Some critical judicial comment - Oceanbulk Shipping & Trading SA v TMT Asia Ltd [2010] EWCA Civ 79 (15 February 2010)

The following has absolutely nothing to do whatsoever with insolvency but it is such an interesting and hard hitting turn of phrase from Lord Justice Ward (pictured) that I feel compelled to bring it to your attention. In Oceanbulk Shipping & Trading SA v TMT Asia Ltd [2010] EWCA Civ 79 (15 February 2010) Lord Justice Ward has recently noted:
"There is little point in expanding upon these reasons for I am outnumbered, nay outgunned, by the commercial colossi seated either side of me. I prefer the instincts of the youthful Stanley Burnton J. before he became corrupted by the arid atmosphere of this Court. It goes to prove what every good old-fashioned county court judge knows: the higher you go, the less the essential oxygen of common sense is available to you. So I am unrepentant. With, of course, great respect to my Lords, I dissent. In my judgment Andrew Smith J. was absolutely correct for the reasons he gave. I would dismiss the appeal."

Extracted information =
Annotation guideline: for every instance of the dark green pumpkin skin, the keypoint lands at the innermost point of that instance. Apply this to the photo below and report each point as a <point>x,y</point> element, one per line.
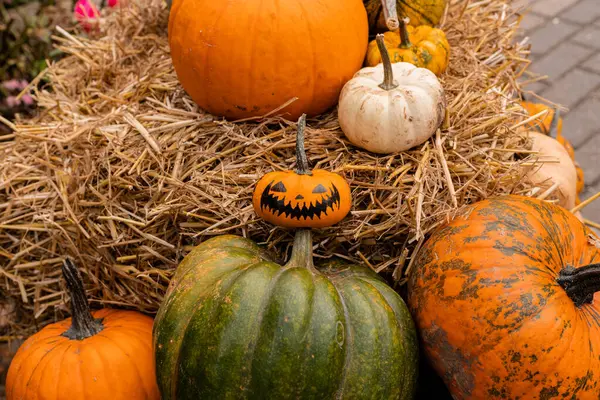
<point>235,325</point>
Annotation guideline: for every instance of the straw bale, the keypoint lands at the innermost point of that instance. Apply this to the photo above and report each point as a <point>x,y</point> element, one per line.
<point>123,172</point>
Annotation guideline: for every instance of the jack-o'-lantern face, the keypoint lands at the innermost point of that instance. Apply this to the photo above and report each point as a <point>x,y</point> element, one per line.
<point>302,198</point>
<point>293,200</point>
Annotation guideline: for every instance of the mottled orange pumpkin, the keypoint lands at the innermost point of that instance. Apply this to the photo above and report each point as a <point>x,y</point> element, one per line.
<point>552,126</point>
<point>420,12</point>
<point>92,356</point>
<point>423,46</point>
<point>247,58</point>
<point>504,298</point>
<point>302,198</point>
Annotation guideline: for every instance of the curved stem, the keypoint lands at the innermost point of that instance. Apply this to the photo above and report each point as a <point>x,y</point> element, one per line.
<point>553,130</point>
<point>404,38</point>
<point>302,167</point>
<point>388,74</point>
<point>390,14</point>
<point>83,324</point>
<point>302,250</point>
<point>580,283</point>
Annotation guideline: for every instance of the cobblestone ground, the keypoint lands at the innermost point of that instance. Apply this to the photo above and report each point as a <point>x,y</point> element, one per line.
<point>565,46</point>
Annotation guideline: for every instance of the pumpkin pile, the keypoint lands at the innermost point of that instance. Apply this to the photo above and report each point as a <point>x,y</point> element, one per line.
<point>165,162</point>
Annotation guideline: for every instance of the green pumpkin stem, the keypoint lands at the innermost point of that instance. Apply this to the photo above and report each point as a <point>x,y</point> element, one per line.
<point>404,38</point>
<point>302,250</point>
<point>388,74</point>
<point>580,283</point>
<point>302,167</point>
<point>390,14</point>
<point>83,324</point>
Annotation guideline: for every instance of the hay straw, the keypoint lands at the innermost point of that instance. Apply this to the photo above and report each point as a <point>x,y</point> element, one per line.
<point>124,173</point>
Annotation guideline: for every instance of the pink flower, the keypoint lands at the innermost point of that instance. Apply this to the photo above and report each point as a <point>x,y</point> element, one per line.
<point>12,86</point>
<point>87,14</point>
<point>12,102</point>
<point>27,100</point>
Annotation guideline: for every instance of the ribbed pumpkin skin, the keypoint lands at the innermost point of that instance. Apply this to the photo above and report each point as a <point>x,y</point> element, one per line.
<point>115,364</point>
<point>493,320</point>
<point>244,58</point>
<point>242,327</point>
<point>420,12</point>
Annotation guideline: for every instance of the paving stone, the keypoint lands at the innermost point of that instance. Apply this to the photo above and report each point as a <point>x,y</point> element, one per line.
<point>593,64</point>
<point>582,122</point>
<point>537,87</point>
<point>561,59</point>
<point>573,88</point>
<point>531,21</point>
<point>587,155</point>
<point>552,8</point>
<point>551,34</point>
<point>584,12</point>
<point>522,4</point>
<point>590,37</point>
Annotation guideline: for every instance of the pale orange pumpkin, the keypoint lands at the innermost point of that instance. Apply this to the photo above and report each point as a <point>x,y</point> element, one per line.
<point>246,58</point>
<point>92,356</point>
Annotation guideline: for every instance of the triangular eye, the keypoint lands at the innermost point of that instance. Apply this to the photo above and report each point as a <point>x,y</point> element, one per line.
<point>320,189</point>
<point>279,187</point>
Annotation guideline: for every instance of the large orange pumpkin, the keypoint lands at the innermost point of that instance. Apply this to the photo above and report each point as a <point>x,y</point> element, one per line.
<point>245,58</point>
<point>105,355</point>
<point>503,296</point>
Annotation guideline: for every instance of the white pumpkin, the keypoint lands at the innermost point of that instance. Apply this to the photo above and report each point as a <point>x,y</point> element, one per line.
<point>557,169</point>
<point>391,107</point>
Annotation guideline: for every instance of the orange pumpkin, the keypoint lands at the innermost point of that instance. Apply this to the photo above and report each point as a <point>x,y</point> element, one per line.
<point>302,198</point>
<point>546,126</point>
<point>504,298</point>
<point>93,356</point>
<point>246,58</point>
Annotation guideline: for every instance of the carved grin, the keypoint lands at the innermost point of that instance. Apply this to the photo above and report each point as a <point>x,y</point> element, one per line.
<point>278,207</point>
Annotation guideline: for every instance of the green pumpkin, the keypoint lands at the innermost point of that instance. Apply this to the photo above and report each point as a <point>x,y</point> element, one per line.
<point>236,325</point>
<point>420,12</point>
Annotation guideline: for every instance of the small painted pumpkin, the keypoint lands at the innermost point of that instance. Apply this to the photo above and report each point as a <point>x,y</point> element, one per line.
<point>91,356</point>
<point>504,300</point>
<point>302,198</point>
<point>391,107</point>
<point>236,325</point>
<point>429,48</point>
<point>247,58</point>
<point>420,12</point>
<point>544,126</point>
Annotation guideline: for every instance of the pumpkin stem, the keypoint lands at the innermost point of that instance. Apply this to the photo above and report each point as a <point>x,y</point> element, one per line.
<point>404,38</point>
<point>302,250</point>
<point>553,130</point>
<point>83,325</point>
<point>580,283</point>
<point>302,167</point>
<point>388,74</point>
<point>390,14</point>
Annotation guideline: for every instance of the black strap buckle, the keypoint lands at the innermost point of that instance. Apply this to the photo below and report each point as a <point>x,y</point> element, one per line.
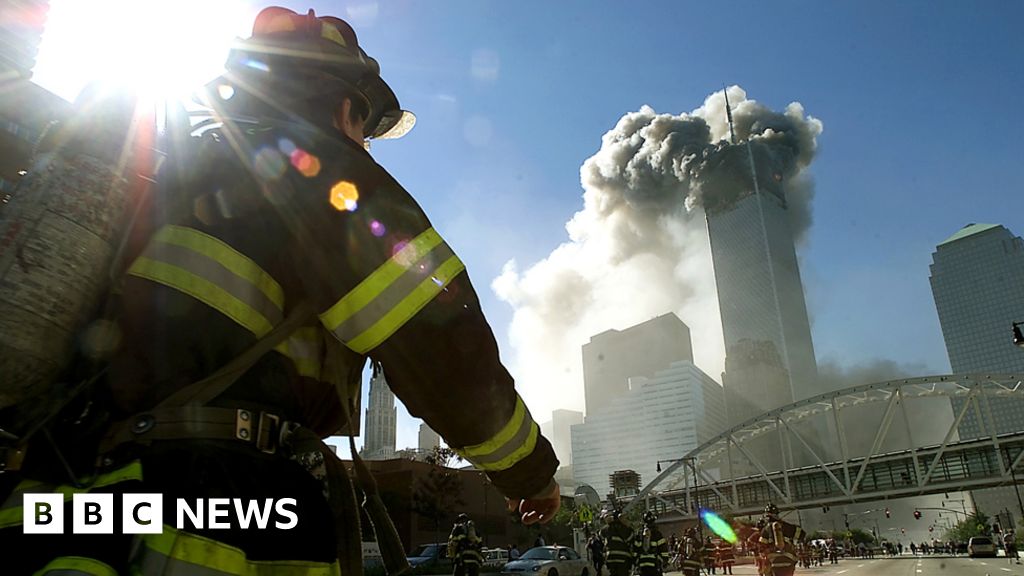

Your task =
List every judge named in the excerpt about the Oceanbulk Shipping case, as the excerpt refers to each one.

Response to the task =
Lord Justice Ward
Stanley Burnton J.
Andrew Smith J.